(Object position labeling entries)
begin
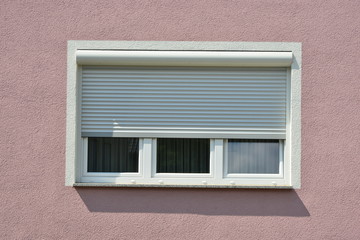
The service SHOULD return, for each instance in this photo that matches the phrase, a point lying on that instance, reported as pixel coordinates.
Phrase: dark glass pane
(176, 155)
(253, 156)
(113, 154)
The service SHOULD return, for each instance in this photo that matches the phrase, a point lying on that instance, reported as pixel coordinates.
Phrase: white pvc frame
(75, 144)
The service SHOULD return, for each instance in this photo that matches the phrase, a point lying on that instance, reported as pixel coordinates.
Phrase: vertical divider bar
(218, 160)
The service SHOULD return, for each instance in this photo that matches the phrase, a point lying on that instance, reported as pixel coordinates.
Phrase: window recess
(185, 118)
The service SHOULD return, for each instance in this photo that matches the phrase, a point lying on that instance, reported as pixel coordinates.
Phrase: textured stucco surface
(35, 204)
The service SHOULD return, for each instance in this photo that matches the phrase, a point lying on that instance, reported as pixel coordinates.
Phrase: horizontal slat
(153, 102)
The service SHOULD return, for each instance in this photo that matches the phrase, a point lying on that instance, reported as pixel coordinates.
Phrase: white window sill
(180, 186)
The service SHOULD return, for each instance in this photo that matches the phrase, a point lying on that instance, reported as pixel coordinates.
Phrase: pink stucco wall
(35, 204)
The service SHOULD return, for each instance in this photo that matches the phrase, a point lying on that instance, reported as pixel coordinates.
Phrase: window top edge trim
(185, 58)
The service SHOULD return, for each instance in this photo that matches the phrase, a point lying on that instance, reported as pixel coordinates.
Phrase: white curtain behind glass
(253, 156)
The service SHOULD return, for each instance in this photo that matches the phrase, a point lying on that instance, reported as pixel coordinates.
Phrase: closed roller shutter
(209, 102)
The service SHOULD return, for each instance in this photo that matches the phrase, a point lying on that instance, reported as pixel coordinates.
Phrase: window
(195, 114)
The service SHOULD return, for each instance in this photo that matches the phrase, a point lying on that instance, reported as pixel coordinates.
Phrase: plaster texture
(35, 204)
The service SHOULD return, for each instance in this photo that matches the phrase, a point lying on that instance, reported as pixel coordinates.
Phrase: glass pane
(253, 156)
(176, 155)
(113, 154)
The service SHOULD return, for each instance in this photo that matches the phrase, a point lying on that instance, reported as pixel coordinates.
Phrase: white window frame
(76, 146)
end
§ **Exercise description**: Omitting all images, print the listing exactly.

§ **The answer**:
The service SHOULD return, for each instance in this photo that matches the phrase, a point lying on that instance, reported as pixel coordinates.
Phrase: dark glass pane
(176, 155)
(253, 156)
(113, 154)
The service SHOULD return, for each instance in this photo that matches the phrase, a point lying on that instance, reported as pixel coordinates.
Phrase: white pvc frame
(75, 144)
The service SHOULD return, for each instance in this photo that matches the phrase, a point lying on that instance, reported as pixel coordinates.
Phrase: vertical divider bar
(218, 160)
The service SHOULD return, for each instance in this photo that matches the phrase, a point lying on that instance, reported as pixel coordinates.
Phrase: window recess
(185, 118)
The service SHOULD return, for each instance in this photo that matches the phrase, a point lying on that instance, reported as pixel coordinates.
Phrase: textured stucco surface
(35, 204)
The service SHOULD return, for each instance in this photo that matches the phrase, a point lying on that instance, reported as pixel coordinates.
Phrase: horizontal slat
(153, 102)
The service SHOULD return, for each instance in this photo that matches the phrase, a point lying on that instance, reported as pixel coordinates.
Phrase: white window sill
(180, 186)
The service SHOULD return, for each instance in this photo that matches the phrase, a point lying on that instance, reported as pixel coordinates.
Phrase: pink stucco wall
(35, 204)
The service SHOULD return, for each instance in this photo that matches the phrase, a point lying on that instance, reported as pixel coordinates.
Phrase: window top edge trim
(185, 58)
The service SHOULD return, for each instance in this photo that matches the phrase, a point lying on that instance, reported as pixel coordinates.
Phrase: white curtain behind glass
(253, 156)
The service SHOULD return, for each instance in this photo that matches the phrase, a point lying on that instance, reported as pixel coordinates.
Phrase: closed roller shutter
(209, 102)
The service SHOULD return, for each instance in this photo that matches the phrase, a point lying on that instance, reported as pixel coordinates.
Phrase: window
(195, 114)
The service SHOULD return, for each instance in this photo that matches the phrase, a point lying on that instance, reported as pixel coordinates.
Phrase: plaster texture
(35, 204)
The service SHOULD return, for each instance in this photo that matches the phrase, a point lying on that instance, reported as pixel coordinates.
Phrase: glass pane
(253, 156)
(176, 155)
(113, 154)
The service SHOULD return, for each instance in this photo that matches the phrase, a point lying on that instance, reported as pixel coordinates.
Phrase: white window frame
(76, 146)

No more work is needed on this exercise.